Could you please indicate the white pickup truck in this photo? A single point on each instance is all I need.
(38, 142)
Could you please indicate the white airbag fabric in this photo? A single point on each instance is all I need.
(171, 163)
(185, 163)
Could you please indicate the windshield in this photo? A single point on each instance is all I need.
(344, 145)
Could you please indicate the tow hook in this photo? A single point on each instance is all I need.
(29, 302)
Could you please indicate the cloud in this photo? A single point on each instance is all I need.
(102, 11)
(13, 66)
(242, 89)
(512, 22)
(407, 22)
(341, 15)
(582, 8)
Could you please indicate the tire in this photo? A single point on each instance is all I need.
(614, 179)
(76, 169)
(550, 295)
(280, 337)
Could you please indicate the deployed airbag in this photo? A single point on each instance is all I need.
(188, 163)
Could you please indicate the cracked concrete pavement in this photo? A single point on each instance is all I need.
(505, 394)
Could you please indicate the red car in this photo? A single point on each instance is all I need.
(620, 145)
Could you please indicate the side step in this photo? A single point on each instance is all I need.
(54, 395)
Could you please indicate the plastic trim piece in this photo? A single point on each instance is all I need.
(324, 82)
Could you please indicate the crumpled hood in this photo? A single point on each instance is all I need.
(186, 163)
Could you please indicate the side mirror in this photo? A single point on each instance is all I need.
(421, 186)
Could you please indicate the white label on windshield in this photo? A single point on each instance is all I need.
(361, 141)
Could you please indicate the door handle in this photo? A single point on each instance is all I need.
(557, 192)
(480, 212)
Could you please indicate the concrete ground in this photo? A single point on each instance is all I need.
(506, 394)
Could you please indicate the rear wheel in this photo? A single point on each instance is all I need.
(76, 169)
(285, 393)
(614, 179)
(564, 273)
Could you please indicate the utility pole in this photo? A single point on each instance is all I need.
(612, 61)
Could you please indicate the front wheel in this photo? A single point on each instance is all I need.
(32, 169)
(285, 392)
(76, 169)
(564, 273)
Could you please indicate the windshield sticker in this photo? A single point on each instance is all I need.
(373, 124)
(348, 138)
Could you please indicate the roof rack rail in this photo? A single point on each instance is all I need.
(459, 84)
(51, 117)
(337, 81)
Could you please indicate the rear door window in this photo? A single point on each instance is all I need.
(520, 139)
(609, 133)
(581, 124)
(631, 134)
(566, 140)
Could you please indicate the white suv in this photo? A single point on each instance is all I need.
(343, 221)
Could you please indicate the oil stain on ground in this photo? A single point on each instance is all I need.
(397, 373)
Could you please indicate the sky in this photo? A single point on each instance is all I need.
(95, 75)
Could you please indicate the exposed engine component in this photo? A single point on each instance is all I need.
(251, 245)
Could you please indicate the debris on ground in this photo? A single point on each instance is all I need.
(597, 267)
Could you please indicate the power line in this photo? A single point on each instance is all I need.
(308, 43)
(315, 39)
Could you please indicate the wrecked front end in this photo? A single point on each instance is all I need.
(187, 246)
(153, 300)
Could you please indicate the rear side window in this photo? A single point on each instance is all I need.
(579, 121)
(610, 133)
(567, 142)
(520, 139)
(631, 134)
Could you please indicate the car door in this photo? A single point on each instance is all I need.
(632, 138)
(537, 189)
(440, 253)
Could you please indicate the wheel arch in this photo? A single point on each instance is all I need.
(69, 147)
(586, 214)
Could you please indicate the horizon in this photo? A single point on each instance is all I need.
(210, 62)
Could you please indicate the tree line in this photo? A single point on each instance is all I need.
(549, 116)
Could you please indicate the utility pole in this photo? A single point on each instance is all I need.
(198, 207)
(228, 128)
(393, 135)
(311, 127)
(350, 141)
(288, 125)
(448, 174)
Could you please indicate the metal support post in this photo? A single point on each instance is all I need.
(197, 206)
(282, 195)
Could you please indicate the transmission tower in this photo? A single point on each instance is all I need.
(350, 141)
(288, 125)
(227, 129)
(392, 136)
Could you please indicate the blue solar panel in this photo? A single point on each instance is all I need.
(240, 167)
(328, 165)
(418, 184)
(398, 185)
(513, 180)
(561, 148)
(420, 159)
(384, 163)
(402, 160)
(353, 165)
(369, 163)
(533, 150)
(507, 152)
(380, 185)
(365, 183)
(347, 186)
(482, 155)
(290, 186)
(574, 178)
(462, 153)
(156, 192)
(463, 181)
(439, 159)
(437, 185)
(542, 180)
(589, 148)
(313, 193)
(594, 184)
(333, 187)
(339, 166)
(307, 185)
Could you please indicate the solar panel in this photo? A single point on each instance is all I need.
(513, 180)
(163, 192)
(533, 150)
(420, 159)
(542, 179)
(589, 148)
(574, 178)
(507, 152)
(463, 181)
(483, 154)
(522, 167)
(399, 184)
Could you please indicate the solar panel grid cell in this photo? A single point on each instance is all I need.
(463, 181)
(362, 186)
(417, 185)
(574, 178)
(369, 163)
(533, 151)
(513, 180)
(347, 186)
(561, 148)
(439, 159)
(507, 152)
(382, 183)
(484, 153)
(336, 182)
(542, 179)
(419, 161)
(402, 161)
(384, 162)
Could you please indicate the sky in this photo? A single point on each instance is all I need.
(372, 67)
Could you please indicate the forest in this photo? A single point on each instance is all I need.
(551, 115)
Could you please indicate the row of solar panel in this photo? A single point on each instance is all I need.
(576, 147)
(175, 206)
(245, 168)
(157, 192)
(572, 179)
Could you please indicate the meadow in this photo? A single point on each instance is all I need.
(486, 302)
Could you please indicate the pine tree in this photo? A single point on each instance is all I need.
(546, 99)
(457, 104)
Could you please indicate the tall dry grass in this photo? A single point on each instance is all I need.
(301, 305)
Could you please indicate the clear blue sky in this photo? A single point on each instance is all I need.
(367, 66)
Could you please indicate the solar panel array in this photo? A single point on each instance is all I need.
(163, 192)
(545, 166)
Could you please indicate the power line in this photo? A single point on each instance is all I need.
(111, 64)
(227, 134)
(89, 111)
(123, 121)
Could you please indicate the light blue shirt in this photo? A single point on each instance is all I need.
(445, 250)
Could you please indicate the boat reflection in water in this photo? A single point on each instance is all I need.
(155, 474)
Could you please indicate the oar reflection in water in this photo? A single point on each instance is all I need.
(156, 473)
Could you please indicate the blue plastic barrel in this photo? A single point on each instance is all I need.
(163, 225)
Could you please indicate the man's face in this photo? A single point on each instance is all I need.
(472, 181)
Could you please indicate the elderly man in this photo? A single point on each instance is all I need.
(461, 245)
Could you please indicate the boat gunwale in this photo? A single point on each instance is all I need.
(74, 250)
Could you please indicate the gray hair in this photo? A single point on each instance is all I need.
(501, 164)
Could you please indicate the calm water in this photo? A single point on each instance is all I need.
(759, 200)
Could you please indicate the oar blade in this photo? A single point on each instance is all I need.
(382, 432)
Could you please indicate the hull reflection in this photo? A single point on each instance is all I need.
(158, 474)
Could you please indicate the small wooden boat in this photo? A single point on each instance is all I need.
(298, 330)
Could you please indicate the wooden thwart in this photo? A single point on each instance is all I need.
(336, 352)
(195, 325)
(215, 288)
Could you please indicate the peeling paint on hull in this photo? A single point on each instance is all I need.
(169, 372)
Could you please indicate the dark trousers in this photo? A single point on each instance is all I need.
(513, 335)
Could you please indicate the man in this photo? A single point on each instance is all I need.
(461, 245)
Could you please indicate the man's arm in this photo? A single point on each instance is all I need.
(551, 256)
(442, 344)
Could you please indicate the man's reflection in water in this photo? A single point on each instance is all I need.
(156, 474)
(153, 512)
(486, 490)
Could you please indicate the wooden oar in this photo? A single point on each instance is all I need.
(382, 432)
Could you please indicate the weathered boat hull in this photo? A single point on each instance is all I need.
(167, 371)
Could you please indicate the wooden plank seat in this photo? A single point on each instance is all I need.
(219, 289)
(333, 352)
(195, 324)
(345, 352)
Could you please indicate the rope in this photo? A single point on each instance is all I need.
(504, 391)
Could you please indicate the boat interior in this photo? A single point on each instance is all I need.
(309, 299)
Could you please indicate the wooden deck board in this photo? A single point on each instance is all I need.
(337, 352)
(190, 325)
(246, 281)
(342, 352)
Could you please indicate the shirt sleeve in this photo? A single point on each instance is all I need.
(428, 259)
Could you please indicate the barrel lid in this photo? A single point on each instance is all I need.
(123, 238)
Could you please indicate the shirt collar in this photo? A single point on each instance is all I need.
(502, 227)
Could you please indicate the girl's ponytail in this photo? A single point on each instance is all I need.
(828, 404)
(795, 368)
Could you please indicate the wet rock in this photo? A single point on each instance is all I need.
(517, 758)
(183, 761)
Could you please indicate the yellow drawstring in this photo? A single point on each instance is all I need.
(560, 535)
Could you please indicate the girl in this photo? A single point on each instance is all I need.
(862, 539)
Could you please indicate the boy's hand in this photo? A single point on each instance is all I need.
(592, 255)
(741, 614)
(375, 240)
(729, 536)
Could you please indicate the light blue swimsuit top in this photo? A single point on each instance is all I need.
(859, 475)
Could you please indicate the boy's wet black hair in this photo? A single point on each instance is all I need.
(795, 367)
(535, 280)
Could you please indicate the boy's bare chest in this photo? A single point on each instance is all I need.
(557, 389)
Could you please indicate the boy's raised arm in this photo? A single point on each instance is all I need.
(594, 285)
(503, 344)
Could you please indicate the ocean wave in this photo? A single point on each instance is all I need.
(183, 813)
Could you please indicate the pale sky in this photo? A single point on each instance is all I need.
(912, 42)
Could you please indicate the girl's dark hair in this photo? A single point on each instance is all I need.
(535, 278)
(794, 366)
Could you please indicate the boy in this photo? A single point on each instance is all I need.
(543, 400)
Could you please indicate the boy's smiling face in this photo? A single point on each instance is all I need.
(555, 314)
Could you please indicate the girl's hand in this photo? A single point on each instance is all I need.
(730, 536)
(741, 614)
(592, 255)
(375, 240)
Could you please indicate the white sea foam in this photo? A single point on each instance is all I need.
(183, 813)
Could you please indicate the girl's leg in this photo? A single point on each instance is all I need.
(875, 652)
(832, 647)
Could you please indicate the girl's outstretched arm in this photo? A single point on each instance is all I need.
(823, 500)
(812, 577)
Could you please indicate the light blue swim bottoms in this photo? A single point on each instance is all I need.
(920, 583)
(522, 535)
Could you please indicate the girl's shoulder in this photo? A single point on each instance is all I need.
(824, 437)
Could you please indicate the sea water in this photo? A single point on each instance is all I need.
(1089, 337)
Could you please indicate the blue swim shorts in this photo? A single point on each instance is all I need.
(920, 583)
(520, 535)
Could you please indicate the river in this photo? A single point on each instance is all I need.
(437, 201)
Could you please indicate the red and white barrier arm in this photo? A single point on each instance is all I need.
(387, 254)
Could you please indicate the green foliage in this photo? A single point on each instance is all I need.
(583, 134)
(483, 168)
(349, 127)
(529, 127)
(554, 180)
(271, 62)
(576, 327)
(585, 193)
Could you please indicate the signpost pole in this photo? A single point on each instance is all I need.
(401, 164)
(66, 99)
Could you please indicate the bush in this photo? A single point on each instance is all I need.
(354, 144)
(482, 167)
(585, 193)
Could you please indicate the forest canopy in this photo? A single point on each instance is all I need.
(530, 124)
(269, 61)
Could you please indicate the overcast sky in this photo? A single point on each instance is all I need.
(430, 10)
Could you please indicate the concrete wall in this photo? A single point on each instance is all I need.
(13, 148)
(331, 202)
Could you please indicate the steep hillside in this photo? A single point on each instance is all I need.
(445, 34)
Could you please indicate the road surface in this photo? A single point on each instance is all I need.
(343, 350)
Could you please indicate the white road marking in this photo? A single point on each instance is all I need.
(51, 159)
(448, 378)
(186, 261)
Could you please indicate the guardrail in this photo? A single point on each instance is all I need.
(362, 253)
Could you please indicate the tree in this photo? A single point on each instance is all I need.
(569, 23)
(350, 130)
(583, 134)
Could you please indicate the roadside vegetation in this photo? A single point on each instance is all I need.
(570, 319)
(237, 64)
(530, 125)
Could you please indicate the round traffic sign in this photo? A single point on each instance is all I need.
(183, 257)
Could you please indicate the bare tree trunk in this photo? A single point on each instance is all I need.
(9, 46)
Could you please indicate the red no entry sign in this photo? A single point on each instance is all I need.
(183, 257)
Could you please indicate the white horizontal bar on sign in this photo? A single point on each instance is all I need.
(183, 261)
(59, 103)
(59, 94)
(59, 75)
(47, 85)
::::
- **Exercise instructions**: Extract, verbatim, the lines from the one containing "Could you please indicate the steep" through the last line of the listing above.

- **Exercise solution**:
Could you please indicate the steep hillside in this photo? A single point on each instance is all I need.
(445, 34)
Could you please indicate the road surface in this photo? A single point on each instance is all I need.
(343, 350)
Could you please indicate the white road marking in this photo? A single point on each instance is all I need.
(51, 159)
(448, 378)
(186, 261)
Could you please indicate the guardrail in this photo? A single point on each instance is all I need.
(362, 253)
Could you please indicate the tree in this photo? A single point on each instance is all I need.
(569, 23)
(350, 130)
(583, 134)
Could you please indicate the roadside vegetation in this photo? A single point on each instance is all I need.
(570, 319)
(237, 64)
(530, 125)
Could you please indicate the round traffic sign in this photo? A single point on each instance is all I need.
(183, 257)
Could you please indicate the bare tree trunk in this photo? A single point on each instance is all I need.
(9, 46)
Could you please indicate the red no entry sign in this photo? A single point on each instance is all I need.
(183, 257)
Could you please indicate the white horizontal bar on sign in this photo? A single point on each instance is all I need.
(183, 261)
(59, 103)
(59, 94)
(59, 75)
(47, 85)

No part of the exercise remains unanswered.